--- PROVIDED RECORDS ---

※ ※ ※

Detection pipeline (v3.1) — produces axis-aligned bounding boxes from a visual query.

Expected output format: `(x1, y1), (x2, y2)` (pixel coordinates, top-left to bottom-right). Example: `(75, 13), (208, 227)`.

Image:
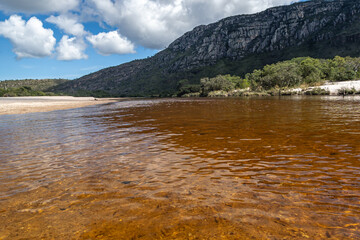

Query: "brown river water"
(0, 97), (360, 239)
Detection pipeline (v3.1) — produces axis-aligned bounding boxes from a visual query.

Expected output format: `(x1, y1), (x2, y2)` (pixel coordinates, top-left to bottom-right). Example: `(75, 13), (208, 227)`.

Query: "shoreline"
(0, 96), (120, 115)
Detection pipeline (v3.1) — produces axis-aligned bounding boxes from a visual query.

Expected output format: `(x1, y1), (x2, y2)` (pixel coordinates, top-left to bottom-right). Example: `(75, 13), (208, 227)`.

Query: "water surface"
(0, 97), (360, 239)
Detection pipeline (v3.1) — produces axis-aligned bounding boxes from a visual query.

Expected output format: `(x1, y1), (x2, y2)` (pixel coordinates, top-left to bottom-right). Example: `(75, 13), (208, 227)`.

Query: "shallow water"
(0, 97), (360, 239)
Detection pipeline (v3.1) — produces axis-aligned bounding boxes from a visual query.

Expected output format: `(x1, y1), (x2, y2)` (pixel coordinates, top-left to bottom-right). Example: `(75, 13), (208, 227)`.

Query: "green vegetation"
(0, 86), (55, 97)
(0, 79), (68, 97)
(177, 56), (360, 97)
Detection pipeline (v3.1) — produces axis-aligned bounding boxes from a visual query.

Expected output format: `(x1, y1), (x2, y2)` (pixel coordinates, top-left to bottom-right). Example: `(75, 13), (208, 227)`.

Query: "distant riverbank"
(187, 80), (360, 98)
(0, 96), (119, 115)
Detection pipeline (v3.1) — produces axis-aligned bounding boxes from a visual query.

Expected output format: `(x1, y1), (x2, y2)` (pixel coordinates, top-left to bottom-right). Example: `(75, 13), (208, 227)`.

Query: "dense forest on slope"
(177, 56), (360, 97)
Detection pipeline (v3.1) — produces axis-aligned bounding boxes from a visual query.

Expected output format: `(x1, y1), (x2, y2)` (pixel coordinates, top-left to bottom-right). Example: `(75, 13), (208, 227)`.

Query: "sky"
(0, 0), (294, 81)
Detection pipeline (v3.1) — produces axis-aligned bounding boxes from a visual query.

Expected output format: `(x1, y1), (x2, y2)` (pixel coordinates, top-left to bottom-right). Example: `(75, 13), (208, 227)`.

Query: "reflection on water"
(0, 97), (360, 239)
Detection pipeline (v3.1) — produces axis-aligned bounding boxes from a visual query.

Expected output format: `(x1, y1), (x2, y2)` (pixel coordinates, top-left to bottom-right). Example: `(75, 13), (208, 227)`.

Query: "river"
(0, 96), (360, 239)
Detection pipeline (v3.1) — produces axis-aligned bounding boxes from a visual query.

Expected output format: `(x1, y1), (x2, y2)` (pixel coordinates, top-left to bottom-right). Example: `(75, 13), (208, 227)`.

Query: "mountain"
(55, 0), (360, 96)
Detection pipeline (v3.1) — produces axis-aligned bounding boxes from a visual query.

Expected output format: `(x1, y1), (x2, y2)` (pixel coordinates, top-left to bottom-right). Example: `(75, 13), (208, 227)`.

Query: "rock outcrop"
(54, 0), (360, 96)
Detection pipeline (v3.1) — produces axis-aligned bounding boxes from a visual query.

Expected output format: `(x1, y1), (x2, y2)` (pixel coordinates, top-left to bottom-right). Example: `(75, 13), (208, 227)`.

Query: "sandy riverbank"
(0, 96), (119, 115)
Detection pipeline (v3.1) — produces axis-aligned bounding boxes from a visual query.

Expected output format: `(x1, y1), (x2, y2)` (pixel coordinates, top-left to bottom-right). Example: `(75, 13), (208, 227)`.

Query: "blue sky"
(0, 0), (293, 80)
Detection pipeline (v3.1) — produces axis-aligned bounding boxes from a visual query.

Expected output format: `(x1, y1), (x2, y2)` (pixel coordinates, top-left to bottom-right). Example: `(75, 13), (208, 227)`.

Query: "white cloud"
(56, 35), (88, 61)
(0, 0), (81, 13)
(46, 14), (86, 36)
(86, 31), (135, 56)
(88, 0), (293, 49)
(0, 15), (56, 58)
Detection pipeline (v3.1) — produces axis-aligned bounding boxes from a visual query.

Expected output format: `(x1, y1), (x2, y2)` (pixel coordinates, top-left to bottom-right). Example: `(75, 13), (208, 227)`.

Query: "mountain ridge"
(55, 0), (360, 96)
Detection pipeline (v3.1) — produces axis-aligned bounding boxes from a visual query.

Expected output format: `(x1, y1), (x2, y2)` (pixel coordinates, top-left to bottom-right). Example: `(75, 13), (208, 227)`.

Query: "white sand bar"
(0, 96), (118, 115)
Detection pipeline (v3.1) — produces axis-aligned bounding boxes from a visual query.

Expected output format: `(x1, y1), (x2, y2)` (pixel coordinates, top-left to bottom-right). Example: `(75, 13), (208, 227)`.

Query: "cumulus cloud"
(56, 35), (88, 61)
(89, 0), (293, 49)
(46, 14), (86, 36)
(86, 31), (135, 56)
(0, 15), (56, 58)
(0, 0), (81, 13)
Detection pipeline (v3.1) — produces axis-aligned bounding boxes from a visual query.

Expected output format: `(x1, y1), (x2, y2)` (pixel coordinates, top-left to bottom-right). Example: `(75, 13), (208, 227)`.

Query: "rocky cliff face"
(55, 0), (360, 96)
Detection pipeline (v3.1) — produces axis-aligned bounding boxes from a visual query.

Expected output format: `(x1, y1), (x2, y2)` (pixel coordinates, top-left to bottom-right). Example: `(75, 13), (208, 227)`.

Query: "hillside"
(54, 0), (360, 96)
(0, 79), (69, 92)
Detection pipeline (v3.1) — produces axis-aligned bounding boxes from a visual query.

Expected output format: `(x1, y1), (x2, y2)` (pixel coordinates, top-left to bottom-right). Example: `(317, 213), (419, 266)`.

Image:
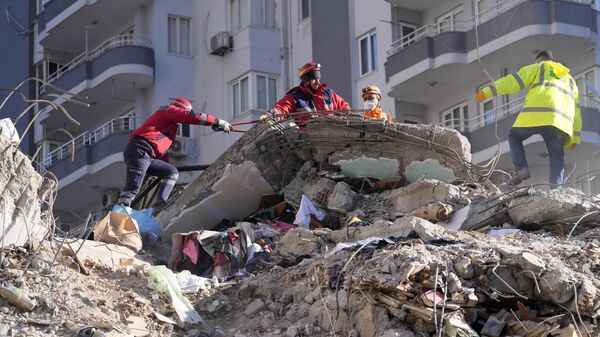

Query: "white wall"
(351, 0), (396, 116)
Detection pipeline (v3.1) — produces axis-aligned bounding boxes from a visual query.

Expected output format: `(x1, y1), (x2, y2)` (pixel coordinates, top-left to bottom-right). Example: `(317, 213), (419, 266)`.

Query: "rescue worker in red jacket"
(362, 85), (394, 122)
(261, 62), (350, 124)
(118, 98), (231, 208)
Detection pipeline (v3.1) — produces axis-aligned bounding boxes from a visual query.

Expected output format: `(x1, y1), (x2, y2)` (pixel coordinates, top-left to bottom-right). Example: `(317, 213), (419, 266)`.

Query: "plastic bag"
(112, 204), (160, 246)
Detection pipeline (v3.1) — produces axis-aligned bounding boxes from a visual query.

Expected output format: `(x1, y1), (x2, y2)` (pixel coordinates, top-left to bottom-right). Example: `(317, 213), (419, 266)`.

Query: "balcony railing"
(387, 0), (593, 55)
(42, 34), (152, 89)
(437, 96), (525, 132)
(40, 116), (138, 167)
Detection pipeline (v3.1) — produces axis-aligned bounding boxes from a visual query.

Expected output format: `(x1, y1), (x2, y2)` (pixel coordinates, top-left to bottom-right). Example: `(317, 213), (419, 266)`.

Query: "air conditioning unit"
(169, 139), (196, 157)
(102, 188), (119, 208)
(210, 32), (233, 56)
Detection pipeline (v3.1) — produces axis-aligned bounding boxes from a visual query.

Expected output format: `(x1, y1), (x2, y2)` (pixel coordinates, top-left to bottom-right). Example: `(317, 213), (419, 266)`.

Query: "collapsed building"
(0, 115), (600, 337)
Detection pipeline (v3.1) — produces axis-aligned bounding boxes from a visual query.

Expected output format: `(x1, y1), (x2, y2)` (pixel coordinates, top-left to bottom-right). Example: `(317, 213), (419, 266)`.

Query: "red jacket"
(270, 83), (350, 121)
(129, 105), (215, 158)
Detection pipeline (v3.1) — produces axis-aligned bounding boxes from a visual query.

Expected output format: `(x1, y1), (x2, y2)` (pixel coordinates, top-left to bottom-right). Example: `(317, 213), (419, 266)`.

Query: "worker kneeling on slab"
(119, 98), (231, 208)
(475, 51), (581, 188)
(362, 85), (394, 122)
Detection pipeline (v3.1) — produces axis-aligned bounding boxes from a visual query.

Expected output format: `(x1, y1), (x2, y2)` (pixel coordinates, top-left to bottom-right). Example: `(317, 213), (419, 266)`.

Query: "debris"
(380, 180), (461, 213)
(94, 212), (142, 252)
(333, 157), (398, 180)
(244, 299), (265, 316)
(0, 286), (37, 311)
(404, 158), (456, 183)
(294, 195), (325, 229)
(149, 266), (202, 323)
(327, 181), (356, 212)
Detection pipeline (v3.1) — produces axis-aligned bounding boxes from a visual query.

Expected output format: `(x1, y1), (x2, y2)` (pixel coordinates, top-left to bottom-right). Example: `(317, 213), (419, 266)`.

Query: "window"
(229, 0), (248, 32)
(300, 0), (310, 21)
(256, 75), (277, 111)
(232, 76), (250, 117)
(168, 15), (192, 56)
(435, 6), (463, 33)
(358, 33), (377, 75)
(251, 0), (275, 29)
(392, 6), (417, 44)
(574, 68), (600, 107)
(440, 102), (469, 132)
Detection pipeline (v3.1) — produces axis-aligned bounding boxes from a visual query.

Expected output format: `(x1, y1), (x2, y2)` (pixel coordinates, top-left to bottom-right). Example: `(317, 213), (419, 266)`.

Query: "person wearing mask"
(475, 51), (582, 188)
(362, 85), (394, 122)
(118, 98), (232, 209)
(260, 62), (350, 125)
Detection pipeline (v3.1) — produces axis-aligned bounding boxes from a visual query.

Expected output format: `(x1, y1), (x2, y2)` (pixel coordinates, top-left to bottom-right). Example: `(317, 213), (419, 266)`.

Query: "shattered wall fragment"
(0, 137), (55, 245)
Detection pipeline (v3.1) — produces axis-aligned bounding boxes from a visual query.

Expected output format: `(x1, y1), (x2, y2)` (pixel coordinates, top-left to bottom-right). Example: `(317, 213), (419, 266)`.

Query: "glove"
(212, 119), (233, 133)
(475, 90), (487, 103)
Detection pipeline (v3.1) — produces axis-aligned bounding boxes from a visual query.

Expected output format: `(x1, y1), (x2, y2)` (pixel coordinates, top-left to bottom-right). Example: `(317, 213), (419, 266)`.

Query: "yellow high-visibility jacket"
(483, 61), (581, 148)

※ ※ ※

--- EXERCISE DESCRIPTION ---
Please copy out the records above word for word, from their first line through the line holding "(0, 96), (120, 115)", both ends included. Leave the pictures out of your copy.

--- CORRECT RESULT ---
Detection pipeline (v3.1) — produces axis-aligned bounding boxes from a visual query.

Expected output format: `(x1, y1), (x2, y2)` (pixel coordinates, top-left to bottom-right). Example: `(75, 13), (208, 227)`.

Image:

Query: "brown river water"
(0, 97), (360, 239)
Detection pipeline (v3.1) — produces axis-aligned bounding boxes from a visual query.

Expected output format: `(x1, y1), (x2, y2)` (pixel coordinates, top-left to bottom-right). Example: `(75, 13), (208, 227)`.

Query: "shoreline"
(0, 96), (120, 115)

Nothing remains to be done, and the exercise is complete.